BEGIN

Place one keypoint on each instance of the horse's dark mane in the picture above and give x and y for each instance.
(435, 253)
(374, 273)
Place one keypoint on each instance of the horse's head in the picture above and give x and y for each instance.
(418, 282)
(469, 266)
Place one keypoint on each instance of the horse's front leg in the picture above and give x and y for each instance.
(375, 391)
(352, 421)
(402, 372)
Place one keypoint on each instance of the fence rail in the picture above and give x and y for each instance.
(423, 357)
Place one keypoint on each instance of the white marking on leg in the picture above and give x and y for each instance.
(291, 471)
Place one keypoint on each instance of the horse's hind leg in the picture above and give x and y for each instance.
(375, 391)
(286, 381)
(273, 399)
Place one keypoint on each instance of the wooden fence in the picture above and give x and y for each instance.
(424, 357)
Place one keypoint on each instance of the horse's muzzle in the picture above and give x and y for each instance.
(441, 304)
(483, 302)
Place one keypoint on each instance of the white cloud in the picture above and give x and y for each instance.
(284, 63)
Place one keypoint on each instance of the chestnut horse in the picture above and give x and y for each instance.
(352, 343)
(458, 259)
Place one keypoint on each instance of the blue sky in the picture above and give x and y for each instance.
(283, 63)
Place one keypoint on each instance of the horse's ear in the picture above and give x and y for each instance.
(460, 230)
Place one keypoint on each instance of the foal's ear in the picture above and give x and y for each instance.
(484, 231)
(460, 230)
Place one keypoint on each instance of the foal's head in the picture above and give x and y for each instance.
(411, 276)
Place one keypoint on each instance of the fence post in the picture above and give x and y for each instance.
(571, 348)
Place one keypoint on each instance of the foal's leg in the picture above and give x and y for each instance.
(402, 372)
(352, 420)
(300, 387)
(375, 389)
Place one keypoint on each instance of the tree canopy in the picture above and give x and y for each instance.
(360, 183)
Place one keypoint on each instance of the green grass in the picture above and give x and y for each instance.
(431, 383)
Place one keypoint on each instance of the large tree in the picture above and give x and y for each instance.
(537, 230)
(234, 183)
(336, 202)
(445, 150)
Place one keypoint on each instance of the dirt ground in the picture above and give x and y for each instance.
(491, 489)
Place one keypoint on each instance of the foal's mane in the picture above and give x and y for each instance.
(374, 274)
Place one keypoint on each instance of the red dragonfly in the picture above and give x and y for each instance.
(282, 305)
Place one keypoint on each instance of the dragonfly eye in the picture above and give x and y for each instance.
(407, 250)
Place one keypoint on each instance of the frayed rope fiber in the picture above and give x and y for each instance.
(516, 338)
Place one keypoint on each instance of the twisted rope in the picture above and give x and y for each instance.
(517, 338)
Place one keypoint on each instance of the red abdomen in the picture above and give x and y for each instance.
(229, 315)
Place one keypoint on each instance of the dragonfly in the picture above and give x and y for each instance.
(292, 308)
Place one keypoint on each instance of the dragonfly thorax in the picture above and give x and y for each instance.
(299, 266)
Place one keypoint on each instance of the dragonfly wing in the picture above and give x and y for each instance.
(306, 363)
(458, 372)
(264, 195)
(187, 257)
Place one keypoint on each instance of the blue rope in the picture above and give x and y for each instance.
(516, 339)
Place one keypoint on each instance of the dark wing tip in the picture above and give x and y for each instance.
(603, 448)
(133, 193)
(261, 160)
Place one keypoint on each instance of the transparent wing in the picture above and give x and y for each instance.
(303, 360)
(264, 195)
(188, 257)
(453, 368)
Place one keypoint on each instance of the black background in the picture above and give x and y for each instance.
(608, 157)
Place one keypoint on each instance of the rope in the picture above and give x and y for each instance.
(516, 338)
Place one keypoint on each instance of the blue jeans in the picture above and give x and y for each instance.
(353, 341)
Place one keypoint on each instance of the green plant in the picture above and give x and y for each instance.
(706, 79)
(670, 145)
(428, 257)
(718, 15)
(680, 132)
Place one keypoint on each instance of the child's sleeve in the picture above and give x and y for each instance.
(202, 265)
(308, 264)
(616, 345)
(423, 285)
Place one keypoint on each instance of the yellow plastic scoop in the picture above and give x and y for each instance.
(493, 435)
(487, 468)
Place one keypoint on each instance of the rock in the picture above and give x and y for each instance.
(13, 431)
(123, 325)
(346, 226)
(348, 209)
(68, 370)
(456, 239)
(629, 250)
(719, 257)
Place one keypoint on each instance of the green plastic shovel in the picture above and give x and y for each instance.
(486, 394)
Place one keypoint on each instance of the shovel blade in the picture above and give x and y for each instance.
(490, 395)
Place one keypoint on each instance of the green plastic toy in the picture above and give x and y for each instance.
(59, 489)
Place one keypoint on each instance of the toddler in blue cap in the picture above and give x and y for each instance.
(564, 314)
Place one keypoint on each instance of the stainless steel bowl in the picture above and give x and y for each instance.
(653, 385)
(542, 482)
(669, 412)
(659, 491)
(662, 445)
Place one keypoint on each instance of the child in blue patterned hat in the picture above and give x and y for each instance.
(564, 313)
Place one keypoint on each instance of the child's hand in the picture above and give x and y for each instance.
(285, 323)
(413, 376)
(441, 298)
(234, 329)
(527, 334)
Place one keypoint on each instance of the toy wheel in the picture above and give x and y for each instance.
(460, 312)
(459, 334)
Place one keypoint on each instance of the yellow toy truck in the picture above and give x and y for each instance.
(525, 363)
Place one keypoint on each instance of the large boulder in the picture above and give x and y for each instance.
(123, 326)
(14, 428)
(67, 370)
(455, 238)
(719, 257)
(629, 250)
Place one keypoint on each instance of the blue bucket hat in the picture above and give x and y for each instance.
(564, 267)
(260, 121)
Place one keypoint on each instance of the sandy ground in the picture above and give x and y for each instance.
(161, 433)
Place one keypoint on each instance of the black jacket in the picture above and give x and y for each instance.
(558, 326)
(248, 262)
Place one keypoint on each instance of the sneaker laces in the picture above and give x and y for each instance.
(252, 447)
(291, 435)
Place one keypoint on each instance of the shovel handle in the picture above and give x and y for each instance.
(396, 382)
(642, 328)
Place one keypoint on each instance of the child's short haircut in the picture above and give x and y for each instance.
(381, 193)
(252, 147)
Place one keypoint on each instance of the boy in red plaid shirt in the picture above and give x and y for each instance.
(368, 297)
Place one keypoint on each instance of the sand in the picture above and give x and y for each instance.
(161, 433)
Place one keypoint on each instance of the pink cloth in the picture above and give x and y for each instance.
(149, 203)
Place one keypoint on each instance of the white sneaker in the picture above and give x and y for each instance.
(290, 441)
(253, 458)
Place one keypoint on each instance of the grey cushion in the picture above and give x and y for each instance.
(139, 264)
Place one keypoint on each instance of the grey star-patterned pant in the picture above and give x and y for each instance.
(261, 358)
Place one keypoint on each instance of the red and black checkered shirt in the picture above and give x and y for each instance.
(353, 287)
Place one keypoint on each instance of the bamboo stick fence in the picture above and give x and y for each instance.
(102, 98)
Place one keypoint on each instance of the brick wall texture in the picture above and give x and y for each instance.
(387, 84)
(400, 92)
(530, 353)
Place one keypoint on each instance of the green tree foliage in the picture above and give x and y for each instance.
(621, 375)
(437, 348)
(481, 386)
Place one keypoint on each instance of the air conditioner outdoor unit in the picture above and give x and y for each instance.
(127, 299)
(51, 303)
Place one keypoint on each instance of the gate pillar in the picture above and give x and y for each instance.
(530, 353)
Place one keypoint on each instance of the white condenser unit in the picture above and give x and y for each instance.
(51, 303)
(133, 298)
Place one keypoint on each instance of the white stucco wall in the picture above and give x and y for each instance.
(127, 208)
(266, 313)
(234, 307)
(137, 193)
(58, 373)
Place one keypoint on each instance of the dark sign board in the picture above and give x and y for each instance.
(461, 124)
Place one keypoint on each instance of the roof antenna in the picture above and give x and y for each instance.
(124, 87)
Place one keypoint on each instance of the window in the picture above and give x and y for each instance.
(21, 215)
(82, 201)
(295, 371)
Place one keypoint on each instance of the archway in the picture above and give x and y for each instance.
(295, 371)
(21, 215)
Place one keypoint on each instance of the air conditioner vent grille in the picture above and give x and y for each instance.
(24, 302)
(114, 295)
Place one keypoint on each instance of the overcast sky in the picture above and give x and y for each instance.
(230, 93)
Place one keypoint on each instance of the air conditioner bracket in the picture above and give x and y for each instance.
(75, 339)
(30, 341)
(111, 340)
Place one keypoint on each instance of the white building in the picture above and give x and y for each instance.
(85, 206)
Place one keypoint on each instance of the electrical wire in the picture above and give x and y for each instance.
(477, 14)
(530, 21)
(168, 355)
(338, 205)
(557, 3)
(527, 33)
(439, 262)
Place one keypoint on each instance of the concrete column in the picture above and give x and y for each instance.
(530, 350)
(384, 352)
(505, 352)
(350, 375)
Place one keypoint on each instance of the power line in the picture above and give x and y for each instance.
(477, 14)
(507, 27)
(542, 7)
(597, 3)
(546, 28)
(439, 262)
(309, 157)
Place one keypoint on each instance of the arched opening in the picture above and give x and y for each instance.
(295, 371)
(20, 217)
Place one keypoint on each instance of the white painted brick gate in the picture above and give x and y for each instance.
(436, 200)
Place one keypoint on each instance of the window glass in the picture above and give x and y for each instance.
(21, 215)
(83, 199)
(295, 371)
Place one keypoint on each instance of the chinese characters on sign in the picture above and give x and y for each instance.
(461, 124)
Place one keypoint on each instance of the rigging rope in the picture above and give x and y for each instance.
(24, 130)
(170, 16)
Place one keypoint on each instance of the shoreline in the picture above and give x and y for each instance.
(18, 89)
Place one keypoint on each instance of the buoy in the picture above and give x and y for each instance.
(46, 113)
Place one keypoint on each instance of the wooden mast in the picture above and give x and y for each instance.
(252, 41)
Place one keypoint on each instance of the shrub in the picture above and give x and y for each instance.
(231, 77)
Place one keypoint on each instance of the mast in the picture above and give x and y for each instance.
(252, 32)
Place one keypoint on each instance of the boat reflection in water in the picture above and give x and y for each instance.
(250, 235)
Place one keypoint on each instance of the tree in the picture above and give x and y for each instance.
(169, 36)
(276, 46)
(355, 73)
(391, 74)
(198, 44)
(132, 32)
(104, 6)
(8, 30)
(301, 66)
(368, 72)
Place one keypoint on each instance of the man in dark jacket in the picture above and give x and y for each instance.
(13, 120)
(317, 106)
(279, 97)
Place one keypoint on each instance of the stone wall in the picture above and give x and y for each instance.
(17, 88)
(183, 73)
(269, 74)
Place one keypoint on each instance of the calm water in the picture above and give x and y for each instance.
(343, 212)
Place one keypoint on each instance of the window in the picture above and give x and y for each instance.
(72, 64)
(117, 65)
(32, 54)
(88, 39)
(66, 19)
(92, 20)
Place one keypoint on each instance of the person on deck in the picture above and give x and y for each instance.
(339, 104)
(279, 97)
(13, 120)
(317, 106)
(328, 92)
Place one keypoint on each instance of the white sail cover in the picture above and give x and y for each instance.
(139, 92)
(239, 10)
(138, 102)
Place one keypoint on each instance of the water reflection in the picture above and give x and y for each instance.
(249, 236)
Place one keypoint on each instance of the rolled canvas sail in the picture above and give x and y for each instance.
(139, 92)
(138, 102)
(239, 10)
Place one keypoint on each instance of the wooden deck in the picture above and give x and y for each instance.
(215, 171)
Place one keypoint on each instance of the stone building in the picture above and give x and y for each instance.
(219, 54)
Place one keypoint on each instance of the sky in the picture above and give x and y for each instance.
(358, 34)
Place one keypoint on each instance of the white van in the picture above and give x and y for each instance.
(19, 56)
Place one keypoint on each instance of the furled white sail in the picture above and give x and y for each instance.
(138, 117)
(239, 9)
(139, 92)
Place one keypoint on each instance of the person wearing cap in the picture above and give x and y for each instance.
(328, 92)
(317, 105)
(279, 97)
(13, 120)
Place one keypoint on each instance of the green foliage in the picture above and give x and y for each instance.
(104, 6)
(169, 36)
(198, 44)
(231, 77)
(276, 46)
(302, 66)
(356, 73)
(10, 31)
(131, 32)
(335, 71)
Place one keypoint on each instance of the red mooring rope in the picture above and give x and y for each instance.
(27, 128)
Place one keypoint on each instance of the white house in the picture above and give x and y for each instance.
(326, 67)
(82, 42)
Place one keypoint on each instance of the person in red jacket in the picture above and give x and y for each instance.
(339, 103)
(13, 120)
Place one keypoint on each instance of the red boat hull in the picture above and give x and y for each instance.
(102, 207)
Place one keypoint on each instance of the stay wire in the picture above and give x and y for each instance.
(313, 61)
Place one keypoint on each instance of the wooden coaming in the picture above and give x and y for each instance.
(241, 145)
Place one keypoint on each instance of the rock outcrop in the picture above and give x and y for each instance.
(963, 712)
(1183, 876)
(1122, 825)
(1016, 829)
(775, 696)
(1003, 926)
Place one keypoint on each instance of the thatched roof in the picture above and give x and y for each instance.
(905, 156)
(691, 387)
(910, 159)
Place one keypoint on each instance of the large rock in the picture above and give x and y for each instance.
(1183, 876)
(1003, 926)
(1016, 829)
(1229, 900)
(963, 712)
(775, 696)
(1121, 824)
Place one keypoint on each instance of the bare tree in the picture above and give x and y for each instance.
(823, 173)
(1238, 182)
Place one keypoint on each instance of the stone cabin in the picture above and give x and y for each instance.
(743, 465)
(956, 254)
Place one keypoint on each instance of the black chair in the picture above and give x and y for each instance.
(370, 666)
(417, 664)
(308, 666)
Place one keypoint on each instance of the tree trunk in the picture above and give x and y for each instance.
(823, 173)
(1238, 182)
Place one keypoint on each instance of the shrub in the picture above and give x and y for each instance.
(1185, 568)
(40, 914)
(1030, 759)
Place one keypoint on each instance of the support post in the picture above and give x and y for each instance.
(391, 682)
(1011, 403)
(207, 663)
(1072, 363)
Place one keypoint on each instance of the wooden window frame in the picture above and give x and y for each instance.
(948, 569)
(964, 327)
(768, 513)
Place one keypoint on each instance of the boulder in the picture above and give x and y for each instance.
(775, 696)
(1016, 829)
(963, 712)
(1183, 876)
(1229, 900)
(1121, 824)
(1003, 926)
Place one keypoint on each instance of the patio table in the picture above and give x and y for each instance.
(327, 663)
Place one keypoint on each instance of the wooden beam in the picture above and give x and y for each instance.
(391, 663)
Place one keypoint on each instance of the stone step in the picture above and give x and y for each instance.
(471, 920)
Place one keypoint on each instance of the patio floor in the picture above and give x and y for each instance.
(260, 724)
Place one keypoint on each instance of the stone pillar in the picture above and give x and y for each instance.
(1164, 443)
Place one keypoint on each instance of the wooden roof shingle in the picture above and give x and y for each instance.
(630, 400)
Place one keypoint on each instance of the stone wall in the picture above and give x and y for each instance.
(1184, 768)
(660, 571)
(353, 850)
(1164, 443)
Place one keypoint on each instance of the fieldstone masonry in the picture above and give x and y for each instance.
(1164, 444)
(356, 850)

END

Look above for the line that holds "Place one keypoint on each instance of the wooden beam", then copy it and each line after it exactly, through the last line of the data.

● **SOLUTION BELOW**:
Place one keypoint on each instance of the wooden beam in the picture above and give x and y for each instance.
(391, 663)
Place one keypoint on each instance of the stone step in the picture above and give x and y for each instance.
(471, 920)
Place one keypoint on each instance of the patio floor in the picture above and give x and y for each instance.
(260, 724)
Place one keypoint on each instance of the stone pillar in the picture above and give x and y for each instance.
(1164, 443)
Place one keypoint on each instance of the wooden roof shingle in the picture above and give x and y for each instance.
(630, 400)
Place one keypoint on each instance of the stone wall in the picture above and give x and y for each instance.
(1184, 768)
(660, 571)
(353, 850)
(1164, 443)
Place one keypoint on each instance of the fieldstone masonry in the picture above and give x and y for each instance.
(1164, 444)
(356, 850)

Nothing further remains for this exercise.